Copy out the records below word for word. Start at the line containing "Given the image above, detect the gilded" and end at the line containing "xmin=0 ymin=299 xmax=267 ymax=389", including both of those lines.

======== Provided entries ========

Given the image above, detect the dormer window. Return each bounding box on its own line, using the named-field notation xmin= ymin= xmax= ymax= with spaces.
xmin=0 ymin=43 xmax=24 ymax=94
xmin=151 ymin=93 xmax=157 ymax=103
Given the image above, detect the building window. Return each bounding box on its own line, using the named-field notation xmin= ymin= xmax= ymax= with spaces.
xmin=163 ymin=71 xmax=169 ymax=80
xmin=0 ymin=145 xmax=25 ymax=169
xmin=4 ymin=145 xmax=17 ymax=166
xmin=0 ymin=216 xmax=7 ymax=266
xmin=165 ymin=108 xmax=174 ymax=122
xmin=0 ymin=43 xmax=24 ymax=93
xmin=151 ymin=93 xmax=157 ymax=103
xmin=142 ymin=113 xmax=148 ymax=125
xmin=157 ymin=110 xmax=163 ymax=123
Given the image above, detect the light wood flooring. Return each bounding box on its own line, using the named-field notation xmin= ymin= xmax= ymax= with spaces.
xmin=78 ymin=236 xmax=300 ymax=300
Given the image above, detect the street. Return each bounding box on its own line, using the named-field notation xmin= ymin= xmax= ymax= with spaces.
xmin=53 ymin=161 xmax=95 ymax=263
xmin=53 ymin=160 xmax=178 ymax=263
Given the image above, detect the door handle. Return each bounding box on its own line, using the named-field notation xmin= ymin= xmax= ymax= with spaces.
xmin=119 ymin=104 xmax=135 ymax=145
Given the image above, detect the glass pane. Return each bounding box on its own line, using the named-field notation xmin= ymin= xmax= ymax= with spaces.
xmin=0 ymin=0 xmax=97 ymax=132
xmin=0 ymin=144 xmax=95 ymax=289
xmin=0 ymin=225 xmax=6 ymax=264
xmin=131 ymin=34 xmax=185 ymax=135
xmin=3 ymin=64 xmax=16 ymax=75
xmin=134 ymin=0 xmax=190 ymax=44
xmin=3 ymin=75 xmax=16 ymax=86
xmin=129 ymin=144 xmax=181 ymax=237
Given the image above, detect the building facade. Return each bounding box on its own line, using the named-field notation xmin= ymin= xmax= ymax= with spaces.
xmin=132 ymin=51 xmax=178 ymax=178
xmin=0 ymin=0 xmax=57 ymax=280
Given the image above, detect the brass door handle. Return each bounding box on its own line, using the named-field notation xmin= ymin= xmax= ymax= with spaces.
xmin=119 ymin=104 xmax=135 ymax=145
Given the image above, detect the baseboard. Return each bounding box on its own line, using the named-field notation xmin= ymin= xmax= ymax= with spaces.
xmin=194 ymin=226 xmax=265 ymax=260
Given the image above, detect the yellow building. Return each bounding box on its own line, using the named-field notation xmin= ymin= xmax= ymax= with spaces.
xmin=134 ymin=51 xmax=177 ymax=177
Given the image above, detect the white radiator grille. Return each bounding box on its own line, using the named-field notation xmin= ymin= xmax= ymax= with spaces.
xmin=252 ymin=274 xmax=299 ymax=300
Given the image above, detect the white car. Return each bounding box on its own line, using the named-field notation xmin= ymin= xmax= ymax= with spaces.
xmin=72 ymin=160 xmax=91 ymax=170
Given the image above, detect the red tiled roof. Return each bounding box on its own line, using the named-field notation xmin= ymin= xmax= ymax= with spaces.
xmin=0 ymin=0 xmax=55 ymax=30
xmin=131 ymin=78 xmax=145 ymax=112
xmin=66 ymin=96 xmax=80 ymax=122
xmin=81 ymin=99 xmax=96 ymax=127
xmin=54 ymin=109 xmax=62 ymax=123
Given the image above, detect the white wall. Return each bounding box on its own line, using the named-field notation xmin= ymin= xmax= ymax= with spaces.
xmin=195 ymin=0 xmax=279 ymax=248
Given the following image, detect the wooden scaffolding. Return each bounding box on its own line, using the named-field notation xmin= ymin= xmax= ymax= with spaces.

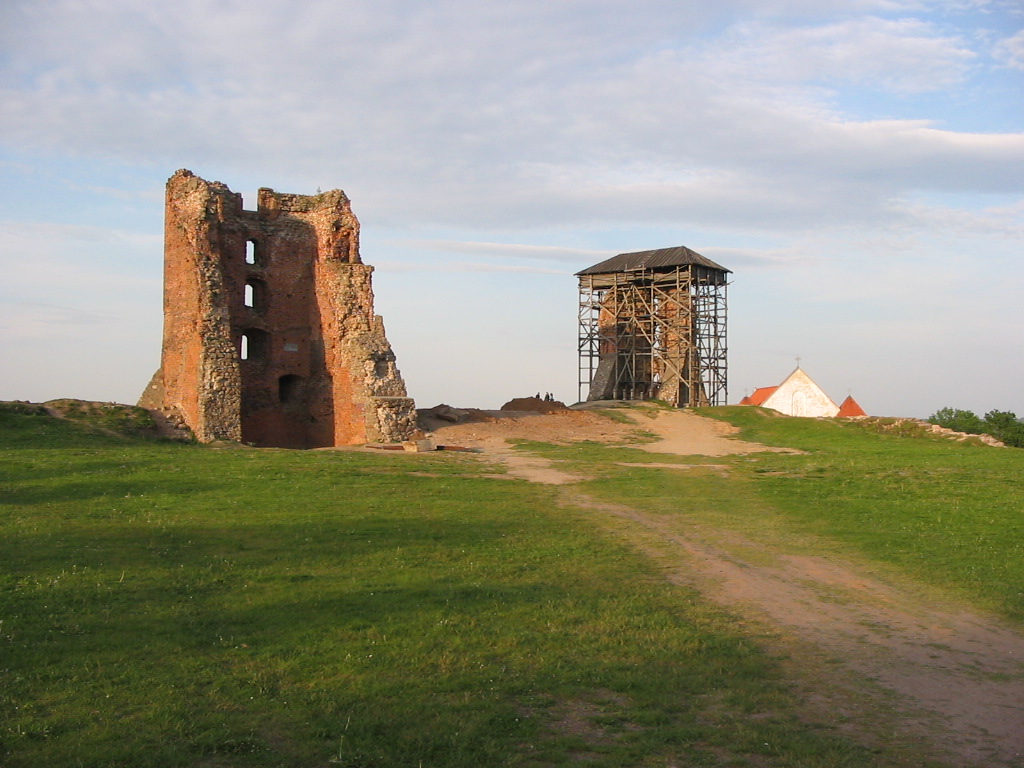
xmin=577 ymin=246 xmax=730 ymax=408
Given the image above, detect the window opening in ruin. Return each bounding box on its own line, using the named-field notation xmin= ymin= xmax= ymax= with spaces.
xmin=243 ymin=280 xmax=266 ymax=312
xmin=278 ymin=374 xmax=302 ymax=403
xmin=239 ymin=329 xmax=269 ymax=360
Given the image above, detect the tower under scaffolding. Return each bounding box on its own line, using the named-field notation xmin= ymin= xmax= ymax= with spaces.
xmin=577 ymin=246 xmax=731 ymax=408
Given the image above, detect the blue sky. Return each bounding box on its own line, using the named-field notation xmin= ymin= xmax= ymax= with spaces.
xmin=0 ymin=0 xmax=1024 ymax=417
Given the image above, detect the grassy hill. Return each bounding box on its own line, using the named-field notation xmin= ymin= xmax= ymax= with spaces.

========
======== Provided entries ========

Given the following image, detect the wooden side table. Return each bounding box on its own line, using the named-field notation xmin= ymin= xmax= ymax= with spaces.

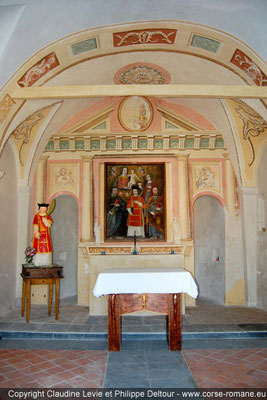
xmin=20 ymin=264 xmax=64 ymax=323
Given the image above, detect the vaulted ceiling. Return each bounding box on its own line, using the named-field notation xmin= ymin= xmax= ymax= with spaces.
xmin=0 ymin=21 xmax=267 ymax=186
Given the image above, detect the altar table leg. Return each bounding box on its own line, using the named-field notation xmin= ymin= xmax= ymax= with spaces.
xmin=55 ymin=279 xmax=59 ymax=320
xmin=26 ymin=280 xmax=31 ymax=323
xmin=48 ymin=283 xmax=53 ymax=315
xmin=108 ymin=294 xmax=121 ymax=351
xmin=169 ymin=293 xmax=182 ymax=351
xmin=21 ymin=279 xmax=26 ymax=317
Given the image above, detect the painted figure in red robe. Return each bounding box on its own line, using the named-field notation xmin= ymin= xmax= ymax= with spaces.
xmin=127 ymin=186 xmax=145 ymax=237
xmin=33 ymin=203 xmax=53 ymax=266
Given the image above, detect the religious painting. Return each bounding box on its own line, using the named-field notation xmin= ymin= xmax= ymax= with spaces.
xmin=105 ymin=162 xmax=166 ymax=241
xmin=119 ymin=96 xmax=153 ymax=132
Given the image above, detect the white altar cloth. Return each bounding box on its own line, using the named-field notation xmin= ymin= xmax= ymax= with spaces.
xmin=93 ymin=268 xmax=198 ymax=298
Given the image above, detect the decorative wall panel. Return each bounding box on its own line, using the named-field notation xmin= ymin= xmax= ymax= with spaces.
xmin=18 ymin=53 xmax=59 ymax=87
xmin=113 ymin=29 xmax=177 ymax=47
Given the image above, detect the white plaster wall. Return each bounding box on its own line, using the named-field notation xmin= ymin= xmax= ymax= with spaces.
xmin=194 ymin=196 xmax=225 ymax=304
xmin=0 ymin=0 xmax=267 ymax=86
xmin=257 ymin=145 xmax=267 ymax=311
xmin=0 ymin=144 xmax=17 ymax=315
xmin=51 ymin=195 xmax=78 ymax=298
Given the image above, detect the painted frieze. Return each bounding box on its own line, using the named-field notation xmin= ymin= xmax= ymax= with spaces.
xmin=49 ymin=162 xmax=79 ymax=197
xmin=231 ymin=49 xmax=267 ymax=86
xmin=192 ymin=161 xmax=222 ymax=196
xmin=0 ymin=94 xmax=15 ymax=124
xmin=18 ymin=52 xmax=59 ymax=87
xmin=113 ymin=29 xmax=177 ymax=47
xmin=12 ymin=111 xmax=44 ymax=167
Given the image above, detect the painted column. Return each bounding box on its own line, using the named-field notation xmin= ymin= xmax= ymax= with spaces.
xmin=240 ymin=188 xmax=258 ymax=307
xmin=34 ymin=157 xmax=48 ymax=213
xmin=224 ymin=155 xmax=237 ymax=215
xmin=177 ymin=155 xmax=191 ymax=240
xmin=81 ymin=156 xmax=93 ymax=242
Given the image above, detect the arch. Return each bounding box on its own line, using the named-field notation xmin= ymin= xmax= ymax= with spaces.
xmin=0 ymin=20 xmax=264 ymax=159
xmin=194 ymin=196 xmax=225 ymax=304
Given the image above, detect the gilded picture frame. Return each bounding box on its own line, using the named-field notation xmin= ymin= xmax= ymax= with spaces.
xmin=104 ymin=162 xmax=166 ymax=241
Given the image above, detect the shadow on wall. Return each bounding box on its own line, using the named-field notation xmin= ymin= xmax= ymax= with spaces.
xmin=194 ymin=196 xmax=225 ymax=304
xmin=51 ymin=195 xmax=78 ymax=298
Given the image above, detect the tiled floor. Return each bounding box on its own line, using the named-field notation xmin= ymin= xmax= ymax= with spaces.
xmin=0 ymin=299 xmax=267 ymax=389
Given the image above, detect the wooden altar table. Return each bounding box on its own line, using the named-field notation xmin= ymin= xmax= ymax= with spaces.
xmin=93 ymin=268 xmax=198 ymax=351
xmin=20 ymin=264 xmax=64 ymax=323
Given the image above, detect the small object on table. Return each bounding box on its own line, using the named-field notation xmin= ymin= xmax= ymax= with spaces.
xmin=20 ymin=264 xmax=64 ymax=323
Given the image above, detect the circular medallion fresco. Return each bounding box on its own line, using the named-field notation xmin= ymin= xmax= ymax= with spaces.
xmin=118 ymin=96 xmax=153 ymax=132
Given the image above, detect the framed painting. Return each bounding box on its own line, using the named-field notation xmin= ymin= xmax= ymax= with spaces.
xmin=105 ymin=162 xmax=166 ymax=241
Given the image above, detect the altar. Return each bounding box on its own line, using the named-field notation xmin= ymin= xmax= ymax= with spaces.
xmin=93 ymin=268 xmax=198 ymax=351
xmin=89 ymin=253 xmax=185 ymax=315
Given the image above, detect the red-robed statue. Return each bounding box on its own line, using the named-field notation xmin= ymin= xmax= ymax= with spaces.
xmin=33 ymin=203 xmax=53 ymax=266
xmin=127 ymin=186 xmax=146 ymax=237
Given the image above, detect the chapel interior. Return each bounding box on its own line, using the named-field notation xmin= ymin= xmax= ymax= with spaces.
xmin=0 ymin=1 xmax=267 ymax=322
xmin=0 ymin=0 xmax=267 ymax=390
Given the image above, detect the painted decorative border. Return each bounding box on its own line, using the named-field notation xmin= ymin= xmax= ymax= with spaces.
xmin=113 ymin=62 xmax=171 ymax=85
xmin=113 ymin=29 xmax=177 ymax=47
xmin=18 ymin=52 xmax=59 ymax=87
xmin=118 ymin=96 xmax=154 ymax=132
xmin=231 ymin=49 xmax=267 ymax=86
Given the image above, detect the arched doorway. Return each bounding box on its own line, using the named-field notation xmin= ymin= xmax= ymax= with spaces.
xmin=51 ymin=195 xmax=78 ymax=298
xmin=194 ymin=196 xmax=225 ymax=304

========

## Correct result
Given the image above, detect the gilded picture frame. Return each bounding box on its own line, using the named-field notation xmin= ymin= xmax= ymax= with spaces.
xmin=104 ymin=162 xmax=166 ymax=241
Given the image above, detect the shadow on wall. Return each bounding box on its own line, using the named-field notation xmin= ymin= xmax= ymax= with spaces.
xmin=194 ymin=196 xmax=225 ymax=304
xmin=51 ymin=195 xmax=78 ymax=298
Given the image above, detect the tiled floor. Return each bounding box on its own line, using the named-field notation xmin= ymin= xmax= ymax= with spaces.
xmin=0 ymin=299 xmax=267 ymax=389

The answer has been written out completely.